• Work instructions:
Each line that includes the word "flower" should be copied from the records.
----
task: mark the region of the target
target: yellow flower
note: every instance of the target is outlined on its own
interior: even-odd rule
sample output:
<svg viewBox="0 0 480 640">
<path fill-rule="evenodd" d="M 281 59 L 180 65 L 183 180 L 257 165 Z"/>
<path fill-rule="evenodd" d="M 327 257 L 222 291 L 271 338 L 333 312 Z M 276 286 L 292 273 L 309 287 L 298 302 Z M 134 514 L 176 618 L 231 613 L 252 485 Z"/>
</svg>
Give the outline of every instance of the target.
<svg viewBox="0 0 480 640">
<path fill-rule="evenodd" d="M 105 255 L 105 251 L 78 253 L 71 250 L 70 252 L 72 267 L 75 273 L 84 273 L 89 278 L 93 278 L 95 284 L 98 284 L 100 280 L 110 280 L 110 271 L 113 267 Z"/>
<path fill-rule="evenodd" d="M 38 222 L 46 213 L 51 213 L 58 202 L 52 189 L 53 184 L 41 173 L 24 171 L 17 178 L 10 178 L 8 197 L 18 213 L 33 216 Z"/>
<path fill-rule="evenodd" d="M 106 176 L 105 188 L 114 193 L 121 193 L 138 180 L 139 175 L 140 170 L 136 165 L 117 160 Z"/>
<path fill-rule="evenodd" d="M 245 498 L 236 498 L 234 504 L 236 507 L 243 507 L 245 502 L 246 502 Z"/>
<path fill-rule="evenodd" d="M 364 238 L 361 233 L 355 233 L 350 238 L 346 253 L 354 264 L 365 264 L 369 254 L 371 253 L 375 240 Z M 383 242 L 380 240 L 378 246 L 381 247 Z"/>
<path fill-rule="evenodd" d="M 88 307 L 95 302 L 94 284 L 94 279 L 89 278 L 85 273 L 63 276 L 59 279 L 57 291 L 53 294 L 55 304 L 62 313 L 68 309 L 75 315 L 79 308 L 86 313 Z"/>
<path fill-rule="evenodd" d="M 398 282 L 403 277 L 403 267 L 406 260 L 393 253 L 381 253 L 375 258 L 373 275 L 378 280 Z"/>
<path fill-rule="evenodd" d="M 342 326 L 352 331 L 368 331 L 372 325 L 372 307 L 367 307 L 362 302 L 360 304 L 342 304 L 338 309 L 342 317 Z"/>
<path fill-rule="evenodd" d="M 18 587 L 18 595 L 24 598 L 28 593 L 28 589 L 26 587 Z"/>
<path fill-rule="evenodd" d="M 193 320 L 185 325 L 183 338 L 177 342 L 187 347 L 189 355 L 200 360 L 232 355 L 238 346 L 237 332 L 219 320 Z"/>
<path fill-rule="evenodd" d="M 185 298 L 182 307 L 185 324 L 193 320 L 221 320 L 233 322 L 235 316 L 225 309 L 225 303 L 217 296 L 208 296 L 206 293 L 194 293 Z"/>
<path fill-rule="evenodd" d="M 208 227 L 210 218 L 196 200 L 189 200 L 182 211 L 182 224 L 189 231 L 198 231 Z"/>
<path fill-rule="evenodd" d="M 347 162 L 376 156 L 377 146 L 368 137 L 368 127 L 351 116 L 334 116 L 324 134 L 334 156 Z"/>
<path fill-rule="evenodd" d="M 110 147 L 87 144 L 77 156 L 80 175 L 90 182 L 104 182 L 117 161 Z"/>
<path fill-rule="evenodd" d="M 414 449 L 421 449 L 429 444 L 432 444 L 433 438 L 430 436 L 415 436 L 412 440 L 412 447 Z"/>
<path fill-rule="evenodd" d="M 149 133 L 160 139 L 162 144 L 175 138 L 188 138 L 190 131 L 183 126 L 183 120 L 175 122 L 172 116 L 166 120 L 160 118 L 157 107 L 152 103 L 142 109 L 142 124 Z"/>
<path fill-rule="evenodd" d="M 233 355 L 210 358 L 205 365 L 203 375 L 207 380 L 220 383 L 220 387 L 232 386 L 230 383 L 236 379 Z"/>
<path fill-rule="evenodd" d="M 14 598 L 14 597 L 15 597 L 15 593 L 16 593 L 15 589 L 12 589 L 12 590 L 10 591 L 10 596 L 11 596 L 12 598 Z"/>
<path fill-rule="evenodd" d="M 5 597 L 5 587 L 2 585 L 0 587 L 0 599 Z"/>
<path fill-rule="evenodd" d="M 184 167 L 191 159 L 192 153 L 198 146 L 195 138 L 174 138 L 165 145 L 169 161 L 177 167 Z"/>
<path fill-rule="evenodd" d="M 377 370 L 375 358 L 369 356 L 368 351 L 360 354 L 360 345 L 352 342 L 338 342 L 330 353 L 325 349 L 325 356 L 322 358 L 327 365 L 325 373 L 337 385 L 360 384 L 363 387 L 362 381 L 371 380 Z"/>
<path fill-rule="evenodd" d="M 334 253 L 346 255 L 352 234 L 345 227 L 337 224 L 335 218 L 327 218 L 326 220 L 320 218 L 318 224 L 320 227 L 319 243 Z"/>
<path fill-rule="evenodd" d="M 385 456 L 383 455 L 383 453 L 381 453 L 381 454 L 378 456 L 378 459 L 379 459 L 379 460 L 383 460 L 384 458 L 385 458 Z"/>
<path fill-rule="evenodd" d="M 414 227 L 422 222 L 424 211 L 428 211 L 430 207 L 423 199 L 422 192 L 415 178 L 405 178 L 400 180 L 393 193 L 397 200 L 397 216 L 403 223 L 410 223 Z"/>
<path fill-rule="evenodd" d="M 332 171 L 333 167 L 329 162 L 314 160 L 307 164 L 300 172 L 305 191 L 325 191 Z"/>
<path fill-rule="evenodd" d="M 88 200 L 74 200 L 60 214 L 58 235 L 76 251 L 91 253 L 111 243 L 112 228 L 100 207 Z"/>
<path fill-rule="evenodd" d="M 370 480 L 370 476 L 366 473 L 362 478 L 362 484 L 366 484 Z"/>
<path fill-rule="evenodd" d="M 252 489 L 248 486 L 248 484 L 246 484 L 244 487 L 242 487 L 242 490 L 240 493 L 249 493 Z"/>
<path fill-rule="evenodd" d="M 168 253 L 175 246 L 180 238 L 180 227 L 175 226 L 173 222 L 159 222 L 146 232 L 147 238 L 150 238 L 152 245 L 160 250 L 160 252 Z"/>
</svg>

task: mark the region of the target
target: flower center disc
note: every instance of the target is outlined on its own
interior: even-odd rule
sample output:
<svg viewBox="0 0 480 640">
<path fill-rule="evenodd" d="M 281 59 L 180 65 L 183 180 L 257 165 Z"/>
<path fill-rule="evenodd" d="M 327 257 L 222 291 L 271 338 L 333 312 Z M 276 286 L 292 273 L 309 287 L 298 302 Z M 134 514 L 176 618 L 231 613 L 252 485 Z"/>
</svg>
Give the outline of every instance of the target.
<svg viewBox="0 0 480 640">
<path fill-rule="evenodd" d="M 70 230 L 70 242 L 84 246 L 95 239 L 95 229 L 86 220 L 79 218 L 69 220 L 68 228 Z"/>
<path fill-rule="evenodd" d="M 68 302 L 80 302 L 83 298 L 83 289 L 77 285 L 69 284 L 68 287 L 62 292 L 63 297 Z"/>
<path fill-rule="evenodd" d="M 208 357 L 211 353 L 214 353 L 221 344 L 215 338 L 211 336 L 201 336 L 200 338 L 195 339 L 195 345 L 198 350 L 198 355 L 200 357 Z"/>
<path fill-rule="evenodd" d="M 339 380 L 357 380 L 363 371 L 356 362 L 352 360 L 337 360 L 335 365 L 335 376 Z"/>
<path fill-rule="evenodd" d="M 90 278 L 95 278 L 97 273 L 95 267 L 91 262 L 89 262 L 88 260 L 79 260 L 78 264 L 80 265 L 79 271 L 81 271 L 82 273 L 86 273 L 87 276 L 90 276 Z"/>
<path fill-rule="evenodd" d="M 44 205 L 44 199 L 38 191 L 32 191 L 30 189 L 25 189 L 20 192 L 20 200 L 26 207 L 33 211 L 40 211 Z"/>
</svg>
----
• Answer below:
target: yellow flower
target: flower center disc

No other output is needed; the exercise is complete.